▶ SELECTED PASSAGE
Written evidence submitted by the TUC
SUMMARY
The TUC welcomes the decision of the Environmental
Audit Committee to inquire into the role of a Green Investment
Bank in securing the UK's green economic recovery.
The TUC is concerned that the UK Government does
not currently have a convincing narrative around economic growth.
The Green Investment Bank has a vital role to play
in delivering the massive investment, from infrastructure to company-level
finance, needed to secure economic growth, generate employment
and cut our CO2 emissions.
In this submission, the TUC makes the case for:
Urgent action to establish the Bank as an independent
entity.
It must have both independence and accountability
to all stakeholders.
Its capitalisation must reflect the scale of the
challenge: the GIB may need up to £20 billion in capitalisation
by 2020 - an average injection of £2 billion pa from 2011.
Its investment priorities should be in energy efficiency
and renewable energies.

▶ GIVEN INSTRUCTION A
What reason does the TUC submission give for the Green Investment Bank's vital role?

▶ DATA IN THIS EXERCISE

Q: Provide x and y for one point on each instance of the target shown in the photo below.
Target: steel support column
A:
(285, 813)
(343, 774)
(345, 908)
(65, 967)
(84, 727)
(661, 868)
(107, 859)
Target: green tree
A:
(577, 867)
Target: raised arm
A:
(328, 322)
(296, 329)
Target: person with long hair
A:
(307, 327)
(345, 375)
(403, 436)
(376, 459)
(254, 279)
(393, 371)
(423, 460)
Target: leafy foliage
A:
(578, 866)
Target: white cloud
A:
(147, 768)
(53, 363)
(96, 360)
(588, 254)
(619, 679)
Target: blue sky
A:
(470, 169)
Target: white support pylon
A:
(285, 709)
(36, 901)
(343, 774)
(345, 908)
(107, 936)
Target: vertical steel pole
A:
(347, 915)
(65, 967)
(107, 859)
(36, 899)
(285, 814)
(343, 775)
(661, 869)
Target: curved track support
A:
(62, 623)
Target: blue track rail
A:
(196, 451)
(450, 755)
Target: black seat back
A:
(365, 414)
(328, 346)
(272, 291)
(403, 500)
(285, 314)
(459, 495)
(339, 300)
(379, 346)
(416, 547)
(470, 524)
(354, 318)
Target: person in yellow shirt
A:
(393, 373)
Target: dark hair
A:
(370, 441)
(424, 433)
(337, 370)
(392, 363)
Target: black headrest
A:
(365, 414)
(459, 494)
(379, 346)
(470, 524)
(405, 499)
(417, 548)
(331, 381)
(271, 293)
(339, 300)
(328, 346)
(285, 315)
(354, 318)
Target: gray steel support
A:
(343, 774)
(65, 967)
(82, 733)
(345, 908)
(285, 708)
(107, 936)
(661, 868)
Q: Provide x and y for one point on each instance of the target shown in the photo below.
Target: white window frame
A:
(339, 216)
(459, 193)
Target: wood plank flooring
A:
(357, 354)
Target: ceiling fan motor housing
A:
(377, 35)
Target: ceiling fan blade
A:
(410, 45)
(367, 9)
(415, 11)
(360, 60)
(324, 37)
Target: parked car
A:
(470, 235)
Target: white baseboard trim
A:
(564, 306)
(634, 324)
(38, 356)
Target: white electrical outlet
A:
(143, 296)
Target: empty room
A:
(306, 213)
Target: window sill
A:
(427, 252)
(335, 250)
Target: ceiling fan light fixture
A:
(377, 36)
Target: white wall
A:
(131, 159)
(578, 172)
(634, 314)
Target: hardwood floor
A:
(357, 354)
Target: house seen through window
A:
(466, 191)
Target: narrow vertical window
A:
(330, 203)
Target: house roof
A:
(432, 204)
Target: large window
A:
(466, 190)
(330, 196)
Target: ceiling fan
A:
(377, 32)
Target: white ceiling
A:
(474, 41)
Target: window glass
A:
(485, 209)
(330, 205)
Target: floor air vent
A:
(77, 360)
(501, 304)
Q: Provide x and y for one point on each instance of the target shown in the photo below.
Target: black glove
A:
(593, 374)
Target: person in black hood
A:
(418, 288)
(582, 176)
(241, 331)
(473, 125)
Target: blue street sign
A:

▶ GIVEN INSTRUCTION B
Reproduce the entries without any changes, from the line containing "Target: blue sky" down to the last line of the entries.

▶ SOLUTION A
The Bank can deliver the massive investment, from infrastructure to company-level finance, that is needed to secure economic growth, generate employment and cut CO2 emissions.

▶ SOLUTION B
Target: blue sky
A:
(470, 169)
Target: white support pylon
A:
(285, 709)
(36, 901)
(343, 774)
(345, 908)
(107, 936)
Target: vertical steel pole
A:
(347, 915)
(65, 967)
(107, 859)
(36, 899)
(285, 814)
(343, 775)
(661, 869)
Target: curved track support
A:
(62, 623)
Target: blue track rail
A:
(196, 451)
(450, 755)
Target: black seat back
A:
(365, 414)
(328, 346)
(272, 291)
(403, 500)
(285, 314)
(459, 495)
(339, 300)
(379, 346)
(416, 547)
(470, 524)
(354, 318)
Target: person in yellow shirt
A:
(393, 373)
Target: dark hair
A:
(370, 441)
(424, 433)
(337, 370)
(392, 363)
Target: black headrest
A:
(365, 414)
(459, 494)
(379, 346)
(470, 524)
(405, 499)
(417, 548)
(331, 381)
(271, 293)
(339, 300)
(328, 346)
(285, 315)
(354, 318)
Target: gray steel support
A:
(343, 774)
(65, 967)
(82, 733)
(345, 908)
(285, 708)
(107, 936)
(661, 868)
Q: Provide x and y for one point on each instance of the target shown in the photo below.
Target: white window frame
A:
(339, 216)
(459, 193)
Target: wood plank flooring
A:
(357, 354)
Target: ceiling fan motor housing
A:
(377, 35)
Target: ceiling fan blade
A:
(410, 45)
(367, 9)
(415, 11)
(360, 60)
(324, 37)
Target: parked car
A:
(470, 235)
Target: white baseboard trim
A:
(564, 306)
(634, 324)
(38, 356)
Target: white electrical outlet
A:
(143, 296)
Target: empty room
A:
(306, 213)
Target: window sill
A:
(427, 252)
(335, 250)
Target: ceiling fan light fixture
A:
(377, 36)
Target: white wall
A:
(131, 159)
(578, 172)
(634, 314)
Target: hardwood floor
A:
(357, 354)
Target: house seen through window
A:
(466, 191)
Target: narrow vertical window
A:
(330, 203)
Target: house roof
A:
(432, 204)
Target: large window
A:
(466, 190)
(330, 196)
Target: ceiling fan
A:
(377, 32)
Target: white ceiling
A:
(474, 41)
Target: window glass
A:
(485, 209)
(330, 205)
Target: floor air vent
A:
(77, 360)
(501, 304)
Q: Provide x and y for one point on each instance of the target shown in the photo below.
Target: black glove
A:
(593, 374)
Target: person in black hood
A:
(418, 288)
(582, 176)
(241, 331)
(473, 125)
Target: blue street sign
A:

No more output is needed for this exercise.